- Lesetext

==============================

Wehmut aber auch Enttäuschung kommen auf bei Siegfried Martin, wenn er von dem 1968 in Bremerhaven erbauten Seeschlepper »Wangerooge« der Deutschen Marine erzählt, auf dem der ehemalige technische Schiffsoffizier aus Spaden bei Bremerhaven über 39 Jahre, bis 2009, tätig war. Denn der Schlepper der Klasse 722, auf dem er fast die Hälfte seines Lebens mit vielen weiteren zivilen Crewmitgliedern verbracht hat, wird zum 15. Juli ohne viel Aufhebens außer Dienst gestellt. Dem Schiff droht die Verschrottung.

Es ärgert Martin, dass ein Schiff, das 54 Jahre intensiv von der Mannschaft gewartet und gepflegt wurde, nun mit dem letzten Einholen der Bundesflagge einfach Geschichte ist. »Bei anderen wesentlich jüngeren Schiffen der Deutschen Marine gibt es einen riesigen Medienauflauf, warum nicht bei solch einem Oldtimer, der mit zu den ältesten schwimmenden Einheiten bei der Deutschen Marine gehört«, so Martin. In der Nato gehören die »Wangerooge« und ihre drei noch aktiven Schwestern zu den ältesten Marine-Seeschleppern.

Wangerooge 4.9.2007 Cuxhaven C. Eckardt
Der Marineschlepper »Wangerooge« (© Eckardt)

Kaum Aufmerksamkeit für »graue Engel«

Die deutschen Schleppfahrzeuge würden eigentlich ihr geplantes Nutzungsdauerende ab 2025 erreichen, so dass im Jahr 2020 das Projekt »Erhalt der Schlepp-, Manövrier- und Bugsierfähigkeit für seegehende Einheiten« bei der Marine initiiert wurde, doch bislang gibt es noch keine konkreten Pläne über Ersatzbeschaffungen von Schleppern. Die »kleinen grauen Engel« stehen kaum im Mittelpunkt des öffentlichen Interesses, sind für die Teilstreitkraft aber von essenzieller Bedeutung. So wurde der beim Trossgeschwader in Wilhelmshaven stationierte Seeschlepper »Wangerooge« überwiegend zum Abschluss der Ausbildung »Überleben auf See« beim Open Sea Survival Training (OSST) für fliegendes Personal der Bundeswehr genutzt. Dabei springen die Soldaten vom Gestell am Heck ins Wasser, müssen sich im Wasser vom simulierten Fallschirm lösen und in eine Rettungsinsel klettern oder werden von einem Hubschrauber abgeborgen und letztlich wieder an Deck der »Wangerooge« abgewinscht. Doch damit ist jetzt Schluss, schon seit einigen Monaten übernimmt die Cuxhavener Schleppreederei Wulf diese Aufgabe für die Marine.

==============================

[Gespeicherte Dateneinträge]
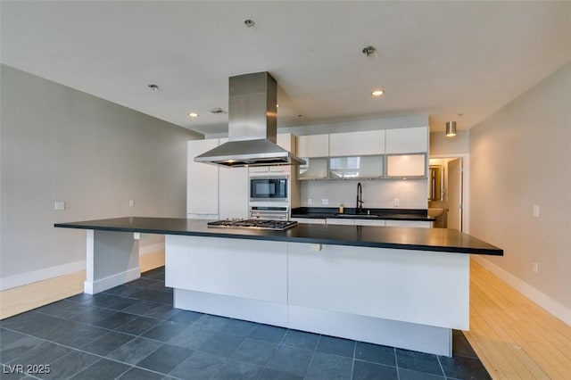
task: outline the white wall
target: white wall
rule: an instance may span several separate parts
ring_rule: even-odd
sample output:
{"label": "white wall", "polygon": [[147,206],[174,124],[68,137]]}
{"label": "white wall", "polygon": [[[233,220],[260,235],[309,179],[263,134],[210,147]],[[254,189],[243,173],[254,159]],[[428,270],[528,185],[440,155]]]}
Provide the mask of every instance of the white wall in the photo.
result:
{"label": "white wall", "polygon": [[481,262],[571,325],[570,89],[567,63],[474,127],[469,145],[470,235],[504,249]]}
{"label": "white wall", "polygon": [[[81,268],[85,231],[54,223],[185,216],[186,141],[199,135],[5,65],[0,71],[0,288]],[[66,210],[55,211],[55,201]]]}

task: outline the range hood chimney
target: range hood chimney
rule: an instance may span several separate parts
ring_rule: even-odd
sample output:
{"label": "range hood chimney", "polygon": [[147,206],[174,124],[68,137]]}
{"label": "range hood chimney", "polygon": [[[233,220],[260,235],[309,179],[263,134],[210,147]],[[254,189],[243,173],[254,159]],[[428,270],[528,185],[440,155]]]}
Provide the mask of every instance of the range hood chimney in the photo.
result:
{"label": "range hood chimney", "polygon": [[194,161],[236,168],[304,164],[276,144],[276,79],[264,71],[230,77],[229,84],[228,142]]}

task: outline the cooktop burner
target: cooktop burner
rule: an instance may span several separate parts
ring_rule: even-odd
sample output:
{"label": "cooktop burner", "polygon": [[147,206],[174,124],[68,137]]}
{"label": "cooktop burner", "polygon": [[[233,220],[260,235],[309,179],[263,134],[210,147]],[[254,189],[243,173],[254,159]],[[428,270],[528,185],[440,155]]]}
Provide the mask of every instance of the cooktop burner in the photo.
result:
{"label": "cooktop burner", "polygon": [[257,228],[284,230],[297,224],[293,220],[265,220],[265,219],[223,219],[208,222],[208,227],[227,228]]}

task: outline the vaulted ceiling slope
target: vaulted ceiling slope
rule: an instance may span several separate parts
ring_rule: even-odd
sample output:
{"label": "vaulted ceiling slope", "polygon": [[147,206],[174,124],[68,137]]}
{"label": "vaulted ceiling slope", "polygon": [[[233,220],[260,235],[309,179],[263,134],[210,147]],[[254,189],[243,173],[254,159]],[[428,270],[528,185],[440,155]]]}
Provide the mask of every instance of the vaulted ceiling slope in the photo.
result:
{"label": "vaulted ceiling slope", "polygon": [[0,6],[2,63],[207,134],[228,128],[208,110],[228,109],[233,75],[276,78],[278,127],[427,114],[443,130],[471,128],[571,60],[571,2]]}

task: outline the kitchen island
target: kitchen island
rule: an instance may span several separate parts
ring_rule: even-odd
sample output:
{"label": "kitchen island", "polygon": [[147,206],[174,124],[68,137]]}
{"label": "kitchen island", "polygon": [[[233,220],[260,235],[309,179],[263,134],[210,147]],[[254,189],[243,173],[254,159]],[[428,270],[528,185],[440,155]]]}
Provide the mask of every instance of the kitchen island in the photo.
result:
{"label": "kitchen island", "polygon": [[87,293],[140,276],[138,234],[164,234],[177,308],[448,356],[451,329],[469,327],[469,254],[503,254],[443,228],[134,217],[55,227],[87,231]]}

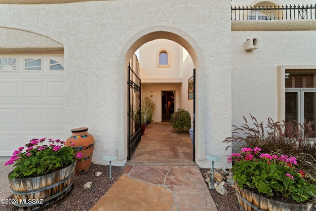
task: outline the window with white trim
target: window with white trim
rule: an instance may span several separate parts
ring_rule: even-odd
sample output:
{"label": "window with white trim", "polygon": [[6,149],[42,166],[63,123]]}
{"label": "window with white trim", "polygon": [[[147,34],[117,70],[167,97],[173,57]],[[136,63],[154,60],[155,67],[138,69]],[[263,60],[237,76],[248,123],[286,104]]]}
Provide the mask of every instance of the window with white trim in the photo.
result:
{"label": "window with white trim", "polygon": [[166,52],[162,51],[159,54],[159,64],[168,64],[168,54]]}
{"label": "window with white trim", "polygon": [[166,49],[161,49],[157,52],[157,67],[170,67],[170,53]]}
{"label": "window with white trim", "polygon": [[286,70],[285,122],[315,123],[316,110],[316,70]]}

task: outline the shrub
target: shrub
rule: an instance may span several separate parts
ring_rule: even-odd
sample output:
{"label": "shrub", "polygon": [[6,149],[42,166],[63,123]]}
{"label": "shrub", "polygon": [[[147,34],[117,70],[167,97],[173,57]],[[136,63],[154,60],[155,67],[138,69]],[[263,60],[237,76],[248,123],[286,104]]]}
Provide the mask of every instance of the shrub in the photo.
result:
{"label": "shrub", "polygon": [[241,188],[257,190],[266,196],[292,198],[297,202],[308,200],[316,194],[316,186],[307,182],[302,171],[298,170],[296,158],[287,155],[261,153],[256,147],[241,148],[232,153],[234,179]]}
{"label": "shrub", "polygon": [[[297,159],[297,169],[305,172],[306,179],[316,184],[316,142],[312,129],[313,122],[301,125],[279,122],[268,118],[266,127],[250,115],[252,123],[246,122],[239,127],[233,126],[232,136],[224,142],[232,142],[241,147],[259,147],[263,153],[288,155]],[[252,125],[253,126],[251,126]]]}
{"label": "shrub", "polygon": [[172,128],[179,133],[189,131],[191,127],[190,113],[182,108],[171,115],[170,122],[172,125]]}

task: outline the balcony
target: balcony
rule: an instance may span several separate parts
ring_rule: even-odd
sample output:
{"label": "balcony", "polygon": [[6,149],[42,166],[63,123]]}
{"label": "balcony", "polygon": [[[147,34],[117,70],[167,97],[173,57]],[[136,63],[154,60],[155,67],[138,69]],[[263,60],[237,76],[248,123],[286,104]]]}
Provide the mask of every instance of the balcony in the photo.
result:
{"label": "balcony", "polygon": [[301,20],[316,19],[316,4],[297,6],[232,6],[231,19],[250,20]]}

==============================

- Aufgabenstellung
Schreiben Sie die Stelle im Lesetext, die mit „Wehmut aber auch“ beginnt und bis einschließlich „droht die Verschrottung.“ weitergeht, neu und setzen Sie dabei „Schiffsingenieur“ an die Stelle von „Schiffsoffizier“. Stützen Sie sich ausschließlich auf den Lesetext.

- Lösung
Wehmut aber auch Enttäuschung kommen auf bei Siegfried Martin, wenn er von dem 1968 in Bremerhaven erbauten Seeschlepper »Wangerooge« der Deutschen Marine erzählt, auf dem der ehemalige technische Schiffsingenieur aus Spaden bei Bremerhaven über 39 Jahre, bis 2009, tätig war. Denn der Schlepper der Klasse 722, auf dem er fast die Hälfte seines Lebens mit vielen weiteren zivilen Crewmitgliedern verbracht hat, wird zum 15. Juli ohne viel Aufhebens außer Dienst gestellt. Dem Schiff droht die Verschrottung.